(Region annotation entries)

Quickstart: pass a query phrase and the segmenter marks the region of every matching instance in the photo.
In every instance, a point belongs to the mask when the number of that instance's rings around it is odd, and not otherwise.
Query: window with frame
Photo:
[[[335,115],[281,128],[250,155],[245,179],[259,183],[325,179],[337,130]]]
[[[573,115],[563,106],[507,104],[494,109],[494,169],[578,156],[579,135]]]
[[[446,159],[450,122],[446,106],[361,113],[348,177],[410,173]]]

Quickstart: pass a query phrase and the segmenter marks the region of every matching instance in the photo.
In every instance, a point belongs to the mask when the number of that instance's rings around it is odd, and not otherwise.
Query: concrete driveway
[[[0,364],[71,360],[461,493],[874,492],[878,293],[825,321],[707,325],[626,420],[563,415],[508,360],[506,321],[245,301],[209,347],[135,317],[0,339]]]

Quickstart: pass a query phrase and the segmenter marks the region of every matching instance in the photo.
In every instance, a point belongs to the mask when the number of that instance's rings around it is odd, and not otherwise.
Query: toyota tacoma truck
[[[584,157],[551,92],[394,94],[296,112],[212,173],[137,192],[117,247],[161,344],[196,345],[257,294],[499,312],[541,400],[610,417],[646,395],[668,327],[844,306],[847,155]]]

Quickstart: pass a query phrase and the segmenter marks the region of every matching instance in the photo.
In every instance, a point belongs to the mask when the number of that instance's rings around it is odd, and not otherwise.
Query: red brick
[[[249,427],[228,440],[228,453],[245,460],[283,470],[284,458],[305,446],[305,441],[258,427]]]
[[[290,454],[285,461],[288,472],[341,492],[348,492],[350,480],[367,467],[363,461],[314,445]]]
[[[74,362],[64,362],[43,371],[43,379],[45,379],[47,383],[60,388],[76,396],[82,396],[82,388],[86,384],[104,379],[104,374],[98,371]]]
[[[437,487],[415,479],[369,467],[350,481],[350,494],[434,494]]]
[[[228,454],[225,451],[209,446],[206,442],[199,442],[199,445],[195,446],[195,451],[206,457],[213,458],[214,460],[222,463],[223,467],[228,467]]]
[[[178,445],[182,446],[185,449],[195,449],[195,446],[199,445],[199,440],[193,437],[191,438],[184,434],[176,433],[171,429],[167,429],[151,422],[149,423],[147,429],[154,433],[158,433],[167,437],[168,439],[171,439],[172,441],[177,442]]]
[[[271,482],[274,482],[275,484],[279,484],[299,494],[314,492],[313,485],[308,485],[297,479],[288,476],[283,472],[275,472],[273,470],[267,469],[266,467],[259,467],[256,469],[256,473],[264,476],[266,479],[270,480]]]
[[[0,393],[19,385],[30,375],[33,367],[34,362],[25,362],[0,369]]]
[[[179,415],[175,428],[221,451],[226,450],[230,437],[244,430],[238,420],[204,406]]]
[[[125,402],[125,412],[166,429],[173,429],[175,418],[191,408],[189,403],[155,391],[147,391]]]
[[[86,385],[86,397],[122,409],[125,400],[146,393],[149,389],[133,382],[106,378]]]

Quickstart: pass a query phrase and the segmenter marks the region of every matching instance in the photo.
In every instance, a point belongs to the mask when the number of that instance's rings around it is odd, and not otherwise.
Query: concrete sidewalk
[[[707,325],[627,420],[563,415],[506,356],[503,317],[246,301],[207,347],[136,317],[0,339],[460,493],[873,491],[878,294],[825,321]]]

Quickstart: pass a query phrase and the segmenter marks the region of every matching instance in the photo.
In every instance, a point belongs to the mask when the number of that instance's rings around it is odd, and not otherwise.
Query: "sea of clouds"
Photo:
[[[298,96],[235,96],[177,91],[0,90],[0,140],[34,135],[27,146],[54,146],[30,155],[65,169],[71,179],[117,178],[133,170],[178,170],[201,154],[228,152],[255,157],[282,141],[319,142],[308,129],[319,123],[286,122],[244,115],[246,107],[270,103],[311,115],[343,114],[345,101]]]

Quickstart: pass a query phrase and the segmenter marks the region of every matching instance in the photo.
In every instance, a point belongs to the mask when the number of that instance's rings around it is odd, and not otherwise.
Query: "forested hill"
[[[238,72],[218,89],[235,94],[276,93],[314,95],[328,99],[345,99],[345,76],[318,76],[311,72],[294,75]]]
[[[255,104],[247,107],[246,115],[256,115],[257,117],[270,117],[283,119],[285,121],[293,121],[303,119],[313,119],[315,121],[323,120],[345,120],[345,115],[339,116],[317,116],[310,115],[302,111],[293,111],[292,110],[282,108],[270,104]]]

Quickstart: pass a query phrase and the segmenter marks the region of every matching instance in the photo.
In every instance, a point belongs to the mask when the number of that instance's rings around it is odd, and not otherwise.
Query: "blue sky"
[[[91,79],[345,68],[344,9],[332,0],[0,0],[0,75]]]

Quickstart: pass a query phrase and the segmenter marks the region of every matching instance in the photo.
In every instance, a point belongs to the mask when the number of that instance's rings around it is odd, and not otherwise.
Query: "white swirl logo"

**Your task:** Copy out the whole listing exactly; please set it all down.

**Response:**
Quickstart: pass a query phrase and the segmenter marks the region of every matching instance in the photo.
In every instance, a point belongs to the mask when the number of that instance's rings around it is odd, and not otherwise.
Query: window with frame
Photo:
[[[335,115],[281,128],[250,155],[245,179],[259,183],[325,179],[337,130]]]
[[[573,115],[563,106],[507,104],[494,109],[494,169],[578,156],[579,135]]]
[[[446,159],[450,122],[446,106],[361,113],[348,177],[410,173]]]

Quickstart: pass a query phrase and the segmenter marks the region of every matching instance in the photo.
In every instance, a point belongs to the mask when the number of that instance's rings around it is odd, and not otherwise.
Query: concrete driveway
[[[0,364],[71,360],[461,493],[874,492],[878,293],[825,321],[707,325],[626,420],[563,415],[508,360],[506,321],[245,301],[209,347],[135,317],[0,339]]]

Quickstart: pass a query phrase and the segmenter marks the region of every matching instance in the photo.
In every instance, a point belongs to the mask when the number of that instance's rings around it is odd, and not otherwise.
Query: toyota tacoma truck
[[[584,157],[551,92],[394,94],[296,112],[212,173],[137,192],[117,247],[161,344],[196,345],[257,294],[499,312],[541,400],[610,417],[646,395],[668,327],[844,306],[847,155]]]

Quickstart: pass a query phrase and the segmenter marks the region of every matching instance in the photo.
In every instance, a point belongs to the mask when the number of that instance's rings around it is odd, and not otherwise.
Query: red brick
[[[249,427],[228,440],[228,453],[245,460],[283,470],[284,458],[305,446],[305,441],[258,427]]]
[[[290,454],[285,461],[288,472],[341,492],[348,492],[350,480],[367,467],[363,461],[314,445]]]
[[[74,362],[64,362],[43,371],[43,379],[45,379],[47,383],[60,388],[76,396],[82,396],[82,388],[86,384],[104,379],[104,374],[98,371]]]
[[[437,487],[415,479],[369,467],[350,481],[350,494],[434,494]]]
[[[228,454],[225,451],[209,446],[206,442],[199,442],[199,445],[195,446],[195,451],[206,457],[213,458],[214,460],[222,463],[223,467],[228,467]]]
[[[178,445],[182,446],[185,449],[195,449],[195,446],[199,445],[199,440],[193,437],[191,438],[184,434],[176,433],[171,429],[167,429],[151,422],[149,423],[147,429],[154,433],[158,433],[167,437],[168,439],[171,439],[172,441],[177,442]]]
[[[271,482],[274,482],[275,484],[279,484],[299,494],[314,492],[313,485],[308,485],[297,479],[288,476],[283,472],[275,472],[273,470],[267,469],[266,467],[259,467],[256,469],[256,473],[264,476],[266,479],[270,480]]]
[[[0,393],[19,385],[30,375],[33,367],[34,362],[25,362],[0,369]]]
[[[179,415],[175,428],[221,451],[226,450],[230,437],[244,430],[238,420],[204,406]]]
[[[125,402],[125,412],[166,429],[173,429],[175,418],[191,408],[189,403],[155,391],[147,391]]]
[[[86,385],[86,397],[122,409],[125,400],[146,393],[149,389],[133,382],[106,378]]]

Quickstart: pass a query phrase and the segmenter marks the region of every matching instance in the photo.
In every instance, a point belongs to the mask when the number of that instance's rings around it is odd, and not otherwise.
Query: concrete sidewalk
[[[707,325],[627,420],[563,415],[506,356],[503,317],[246,301],[207,347],[136,317],[0,339],[460,493],[873,491],[878,294],[825,321]]]

Quickstart: pass a query phrase and the segmenter marks the region of every matching instance in the photo.
In every instance, a point belongs to the mask when the number of that instance's rings around it is odd, and not otherwise.
Query: "sea of clouds"
Photo:
[[[298,96],[235,96],[177,91],[0,90],[0,140],[34,135],[27,146],[54,146],[30,155],[65,169],[71,179],[117,178],[133,170],[178,170],[201,154],[228,152],[255,157],[282,141],[319,142],[308,129],[319,123],[286,122],[244,115],[246,107],[270,103],[311,115],[343,114],[345,101]]]

Quickstart: pass a query phrase and the segmenter marks the region of every matching instance in the photo.
In every instance, a point belongs to the mask when the number of that instance's rings around it is odd, and not otherwise.
Query: "forested hill"
[[[238,72],[218,89],[235,94],[276,93],[314,95],[328,99],[345,99],[345,76],[318,76],[311,72],[294,75]]]
[[[255,104],[247,107],[246,115],[256,115],[257,117],[270,117],[283,119],[285,121],[293,121],[303,119],[313,119],[315,121],[323,120],[345,120],[345,115],[339,116],[317,116],[310,115],[302,111],[293,111],[292,110],[282,108],[270,104]]]

Quickstart: pass a query phrase and the segmenter marks the region of every matching instance in the photo.
In every instance, a point belongs to the mask when the number of that instance's rings around it is odd, and not otherwise.
Query: "blue sky"
[[[91,79],[345,68],[344,9],[332,0],[0,0],[0,75]]]

Quickstart: pass a query phrase and the segmenter marks the region of every matching instance in the photo.
In every instance, a point belongs to the mask when the number of that instance's rings around it is odd, and not otherwise.
Query: "white swirl logo"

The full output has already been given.